→ What you should do
A faithful, complete copy of the records is required.

Data extracted from a collection

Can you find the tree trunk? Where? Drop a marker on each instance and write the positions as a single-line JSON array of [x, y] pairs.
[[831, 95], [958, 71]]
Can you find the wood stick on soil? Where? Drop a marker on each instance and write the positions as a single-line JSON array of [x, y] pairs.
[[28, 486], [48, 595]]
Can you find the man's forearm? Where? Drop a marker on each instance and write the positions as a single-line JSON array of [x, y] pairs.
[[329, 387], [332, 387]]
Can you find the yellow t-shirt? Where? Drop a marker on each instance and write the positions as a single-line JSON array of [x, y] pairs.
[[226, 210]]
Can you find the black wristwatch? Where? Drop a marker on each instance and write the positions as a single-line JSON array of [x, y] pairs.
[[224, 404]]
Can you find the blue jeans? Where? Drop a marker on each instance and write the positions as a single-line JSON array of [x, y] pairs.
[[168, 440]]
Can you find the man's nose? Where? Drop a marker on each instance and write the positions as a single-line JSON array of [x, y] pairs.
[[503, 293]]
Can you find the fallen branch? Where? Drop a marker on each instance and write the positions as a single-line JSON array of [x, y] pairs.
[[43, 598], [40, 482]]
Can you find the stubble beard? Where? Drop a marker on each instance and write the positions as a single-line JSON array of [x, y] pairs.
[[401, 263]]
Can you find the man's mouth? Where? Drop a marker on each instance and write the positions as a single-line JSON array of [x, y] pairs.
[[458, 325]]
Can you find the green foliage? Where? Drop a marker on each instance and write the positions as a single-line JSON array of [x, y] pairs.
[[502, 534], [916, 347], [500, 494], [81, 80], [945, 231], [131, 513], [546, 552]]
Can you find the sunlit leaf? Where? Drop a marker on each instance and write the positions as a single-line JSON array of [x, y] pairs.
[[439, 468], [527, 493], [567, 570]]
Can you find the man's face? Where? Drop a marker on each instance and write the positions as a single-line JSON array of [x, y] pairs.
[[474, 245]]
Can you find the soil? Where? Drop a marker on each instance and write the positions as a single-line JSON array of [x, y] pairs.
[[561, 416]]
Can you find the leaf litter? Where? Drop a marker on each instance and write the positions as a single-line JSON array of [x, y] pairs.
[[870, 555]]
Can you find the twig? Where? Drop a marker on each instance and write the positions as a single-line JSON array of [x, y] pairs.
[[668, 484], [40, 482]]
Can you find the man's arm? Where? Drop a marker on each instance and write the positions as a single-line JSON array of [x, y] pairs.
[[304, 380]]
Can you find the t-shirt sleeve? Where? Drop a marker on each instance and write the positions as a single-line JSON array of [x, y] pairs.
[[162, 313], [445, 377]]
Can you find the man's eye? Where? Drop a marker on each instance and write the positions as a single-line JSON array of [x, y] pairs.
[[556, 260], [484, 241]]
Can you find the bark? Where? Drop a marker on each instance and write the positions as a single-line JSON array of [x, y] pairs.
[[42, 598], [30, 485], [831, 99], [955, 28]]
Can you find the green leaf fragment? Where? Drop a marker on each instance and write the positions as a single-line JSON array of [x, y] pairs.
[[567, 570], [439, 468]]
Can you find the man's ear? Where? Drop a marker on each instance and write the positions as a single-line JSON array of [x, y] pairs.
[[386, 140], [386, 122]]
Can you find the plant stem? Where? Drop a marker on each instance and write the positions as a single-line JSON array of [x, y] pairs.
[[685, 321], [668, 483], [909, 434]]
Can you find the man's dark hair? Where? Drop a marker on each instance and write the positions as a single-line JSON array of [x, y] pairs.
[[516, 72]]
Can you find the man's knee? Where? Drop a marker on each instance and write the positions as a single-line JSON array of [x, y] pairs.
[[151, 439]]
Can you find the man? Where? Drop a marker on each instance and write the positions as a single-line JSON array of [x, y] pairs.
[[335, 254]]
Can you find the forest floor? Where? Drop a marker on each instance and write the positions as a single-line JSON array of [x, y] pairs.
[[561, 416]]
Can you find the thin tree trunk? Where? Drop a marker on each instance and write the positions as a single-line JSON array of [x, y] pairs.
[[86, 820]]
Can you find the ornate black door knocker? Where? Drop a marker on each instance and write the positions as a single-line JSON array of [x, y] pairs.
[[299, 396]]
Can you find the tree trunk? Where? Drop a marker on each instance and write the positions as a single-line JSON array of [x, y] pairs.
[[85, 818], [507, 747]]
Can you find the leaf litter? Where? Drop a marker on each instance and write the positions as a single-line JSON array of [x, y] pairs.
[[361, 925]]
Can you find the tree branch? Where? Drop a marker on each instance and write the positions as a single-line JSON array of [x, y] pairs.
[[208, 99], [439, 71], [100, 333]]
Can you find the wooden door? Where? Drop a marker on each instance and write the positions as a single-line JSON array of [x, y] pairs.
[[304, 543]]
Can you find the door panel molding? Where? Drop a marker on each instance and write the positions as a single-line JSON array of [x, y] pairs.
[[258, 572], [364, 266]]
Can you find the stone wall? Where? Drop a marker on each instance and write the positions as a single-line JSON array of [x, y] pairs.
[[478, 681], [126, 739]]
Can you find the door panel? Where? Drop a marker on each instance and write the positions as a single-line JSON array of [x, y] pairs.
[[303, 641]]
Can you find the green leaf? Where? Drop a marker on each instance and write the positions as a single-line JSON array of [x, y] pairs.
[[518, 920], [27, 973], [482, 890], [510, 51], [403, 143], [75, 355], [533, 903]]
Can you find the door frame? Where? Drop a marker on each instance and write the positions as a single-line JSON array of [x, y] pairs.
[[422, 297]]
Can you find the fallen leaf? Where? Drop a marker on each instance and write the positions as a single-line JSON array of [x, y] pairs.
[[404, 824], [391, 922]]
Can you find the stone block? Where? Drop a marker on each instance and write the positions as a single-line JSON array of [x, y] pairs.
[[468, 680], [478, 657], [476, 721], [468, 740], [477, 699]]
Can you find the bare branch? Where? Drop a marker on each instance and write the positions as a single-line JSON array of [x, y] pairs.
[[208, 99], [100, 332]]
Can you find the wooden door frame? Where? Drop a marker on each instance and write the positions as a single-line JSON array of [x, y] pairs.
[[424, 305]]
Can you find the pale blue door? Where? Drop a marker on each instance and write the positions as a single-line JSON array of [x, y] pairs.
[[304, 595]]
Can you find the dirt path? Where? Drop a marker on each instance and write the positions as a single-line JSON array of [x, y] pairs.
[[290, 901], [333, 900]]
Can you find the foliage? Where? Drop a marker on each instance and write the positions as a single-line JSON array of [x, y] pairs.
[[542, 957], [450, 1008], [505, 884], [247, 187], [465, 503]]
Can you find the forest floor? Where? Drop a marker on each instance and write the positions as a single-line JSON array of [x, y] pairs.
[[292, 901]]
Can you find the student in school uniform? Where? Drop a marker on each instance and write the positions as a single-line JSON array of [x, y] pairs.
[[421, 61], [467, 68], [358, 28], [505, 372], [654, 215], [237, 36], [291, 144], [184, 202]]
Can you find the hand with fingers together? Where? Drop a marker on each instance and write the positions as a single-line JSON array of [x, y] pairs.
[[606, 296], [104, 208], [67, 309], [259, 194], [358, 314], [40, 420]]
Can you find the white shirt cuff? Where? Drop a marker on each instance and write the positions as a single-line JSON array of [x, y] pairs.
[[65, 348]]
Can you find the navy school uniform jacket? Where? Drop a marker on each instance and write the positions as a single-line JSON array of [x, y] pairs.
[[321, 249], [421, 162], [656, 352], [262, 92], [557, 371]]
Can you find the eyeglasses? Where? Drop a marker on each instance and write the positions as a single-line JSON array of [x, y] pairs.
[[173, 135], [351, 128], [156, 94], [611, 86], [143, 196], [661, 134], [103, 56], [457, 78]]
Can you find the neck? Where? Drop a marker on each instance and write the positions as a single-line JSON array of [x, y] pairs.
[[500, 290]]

→ Expected answer
Can you find the tree trunk? Where? Drop a marker on each instance and write the positions as a single-line JSON array of [x, y] pairs.
[[831, 95], [958, 71]]
Can you find the wood stick on soil? Where? Drop a marker on each instance and write the positions as a single-line JSON array of [x, y] pairs.
[[28, 486], [48, 595]]
Can you find the man's forearm? Where? Drop a marker on each instance and write the positions as a single-line JSON array of [x, y] pairs.
[[329, 387], [332, 387]]
Can you find the yellow t-shirt? Where? Drop a marker on each instance and write the positions as a single-line JSON array of [x, y] pairs.
[[226, 210]]
Can you find the black wristwatch? Where? Drop a marker on each instance and write the positions as a single-line JSON array of [x, y] pairs.
[[224, 404]]
Can you find the blue jeans? Where? Drop a marker on each instance and write the positions as a single-line JSON array of [x, y] pairs.
[[168, 440]]
Can you find the man's nose? Where? Drop a marker on each instance and write the positions as a single-line JSON array of [x, y] pairs.
[[503, 293]]
Can you find the fallen branch? Where? Drop a marker on each instance and write the positions as a single-line JSON array of [x, y] pairs.
[[43, 598], [40, 482]]
Can you find the stubble beard? Where? Drop a marker on each instance and write the positions as a single-line JSON array of [x, y] pairs.
[[401, 263]]
Can you find the man's mouth? Where? Drop a marker on each instance and write the positions as a single-line JSON array of [x, y] pairs.
[[458, 325]]
Can you find the green foliage? Where? Drop a marker on each instance and write the positions as a single-line JSON array of [x, y] pairs.
[[502, 534], [916, 347], [500, 494], [81, 80], [945, 231], [131, 513], [546, 552]]
Can you find the sunlit leaf? Where? Drop a marker on each instance and write the positions as a single-line JSON array of [x, y] pairs.
[[439, 468], [527, 493], [567, 570]]
Can you find the man's face? Where? Drop a marker on each instance and write the positions as a single-line JSON array of [x, y] pairs.
[[474, 245]]
Can you find the soil? Where? Drop a marker on each instance and write the positions as a single-line JSON array of [x, y] pairs.
[[561, 416]]
Can you find the leaf litter? Where? Drop a marker on each instance and write the positions as a single-line JSON array of [x, y] pairs.
[[870, 555]]
Can you find the twig? Where? Drop a marker on each instance and write the positions as a single-line JSON array of [x, y] pairs.
[[668, 484], [40, 482]]
Can you find the man's arm? Where? Drop a marker on each instance and write the positions as a single-line JSON array of [x, y] pairs.
[[304, 380]]
Can you find the t-shirt sleeve? Where? Drop a marker on each instance and write the positions as a single-line JSON array of [x, y] pairs.
[[162, 313], [445, 377]]
Can you find the man's eye? Where? Drop a marker on each instance and write the positions as a single-line JSON array of [x, y] pairs.
[[556, 260], [484, 241]]
Can you find the bark? Where? Drop a marker on each instance and write the positions as a single-line JSON array of [x, y] pairs.
[[42, 598], [30, 485], [831, 99], [955, 28]]
Can you find the green leaf fragment? Where? Drop a marker on each instance and write the positions as a single-line JSON array of [x, y] pairs.
[[567, 570], [439, 468]]
Can you find the man's ear? Where? Drop a marker on each instance and write the positions as a single-line JSON array of [x, y] pairs.
[[386, 140], [386, 122]]
Can you find the plant stem? Where? Drop a marker on each instance and write the positions as a single-line JSON array of [x, y] pairs.
[[685, 321], [668, 483], [909, 434]]
Can you find the man's dark hair? Where? Drop a marker on each instance and write the positions as a single-line JSON array of [x, y] pairs.
[[516, 72]]
Can you find the man's knee? Where? Drop a marker on each instance and write the positions as a single-line JSON array of [x, y] pairs.
[[151, 439]]
Can you find the man? Where? Drop a marker on each instance and write the positions as a single-line JSON array of [x, y] pairs.
[[335, 254]]
Can you find the forest floor? Where? Drop a marker on each instance and write the positions as a single-line JSON array of [x, y] pairs.
[[561, 416]]
Can you find the thin tree trunk? Where? Drop a marker on each instance and write the positions as a single-line JSON array of [x, y] pairs.
[[86, 820]]
Can you find the ornate black door knocker? Where? Drop a marker on each instance and write the positions as a single-line JSON array of [x, y] pairs.
[[299, 396]]
Can you find the tree trunk? Where? Drop a marker on each instance and write the positions as a single-line JSON array of [x, y] pairs.
[[85, 818], [507, 747]]
Can you find the leaf litter? Where? Drop a marker on each instance and write the positions as a single-line JSON array of [x, y] pairs.
[[361, 925]]
Can you find the tree branch? Where? Drop a marker on each instance and write the positions as a single-line JSON array of [x, y] pairs.
[[208, 99], [439, 71], [100, 333]]
Can you find the wooden door? Where? Drop a marker on each instance and write the positions as a single-line JSON array of [x, y] pairs.
[[304, 543]]
Can you find the door panel molding? Where? Drop a marker on each instance and write the positions as a single-line JSON array of [x, y] pairs.
[[258, 572], [364, 266]]
Can you find the stone wall? Where? Drop a marker on each instance and write the positions as a single-line JSON array of [x, y] pairs.
[[478, 681], [126, 739]]
Can you find the door panel? Where? Drop a marker on each instance and write the positions as a single-line JSON array of [x, y] pairs.
[[303, 641]]
Can you find the green leaf? Where? Drop a marker on each instance and write the positions as a single-line JSON array of [x, y] pairs.
[[518, 920], [27, 973], [482, 890], [510, 51], [403, 143], [75, 355], [533, 903]]
Can you find the door frame? Where? Drop a marker on each instance and write the positions as a single-line JSON array of [x, y] pairs.
[[422, 297]]
Can you find the fallen leaf? Where? Drop a marker on each instance and write the positions as a single-line JSON array of [x, y] pairs.
[[404, 824], [391, 922]]
Can you find the stone block? Where? Drop a marker on each instance and write the positions as a single-line JSON array of [x, y] pairs.
[[468, 680], [478, 657], [476, 721], [468, 740], [477, 699]]
Can you find the bare branch? Where? Drop a marker on each instance and write the positions as a single-line JSON array of [x, y] pairs.
[[208, 99], [100, 332]]
Can you find the wooden door frame? Where? Drop a marker on each instance and write the positions as a single-line JSON array of [x, y] pairs.
[[424, 305]]
Can you find the pale blue door? Where? Drop a marker on each instance and write the positions as a single-line JSON array of [x, y] pairs.
[[304, 595]]
Can you find the dirt path? Where? Drop a marker on each instance and write the positions as a single-line JSON array of [x, y] pairs.
[[290, 901], [333, 900]]
Can you find the foliage? Where? Drop a marker on each instance and write the positions as a single-line JSON array of [x, y] pairs.
[[542, 957], [450, 1008], [505, 884], [247, 187], [465, 503]]
Can you find the forest floor? Where? Drop a marker on each instance and write the positions as a single-line JSON array of [x, y] pairs.
[[292, 901]]
Can you find the student in school uniform? Where? Drop a marker on each instance and write the positions as a single-line JSON array of [x, y] pairs.
[[421, 61], [467, 68], [358, 28], [505, 372], [654, 215], [237, 36], [291, 144], [184, 202]]
Can you find the hand with fingers together? Where? Drop a marker on each instance and write the positions as a single-line JSON array of [x, y] pairs.
[[606, 296], [104, 208], [67, 309], [259, 194], [358, 314], [40, 420]]
Can you find the white shirt cuff? Where? Drop a marker on each instance and write the positions as a single-line JSON array of [x, y] pairs.
[[65, 348]]
Can you find the navy school uniform jacket? Where? Drop a marker on each instance and write the positions as a single-line JSON array of [x, y] pairs.
[[321, 249], [421, 162], [656, 352], [262, 92], [557, 371]]
Can you find the eyeglasses? Where? Drop a marker on each instance and write the positions as a single-line JSON array of [x, y] pairs.
[[173, 135], [351, 128], [156, 94], [611, 86], [143, 196], [661, 134], [103, 56], [457, 78]]
Can you find the neck? Where? Drop a marker on each instance and write the positions as a single-line JSON array of [x, y] pairs.
[[500, 290]]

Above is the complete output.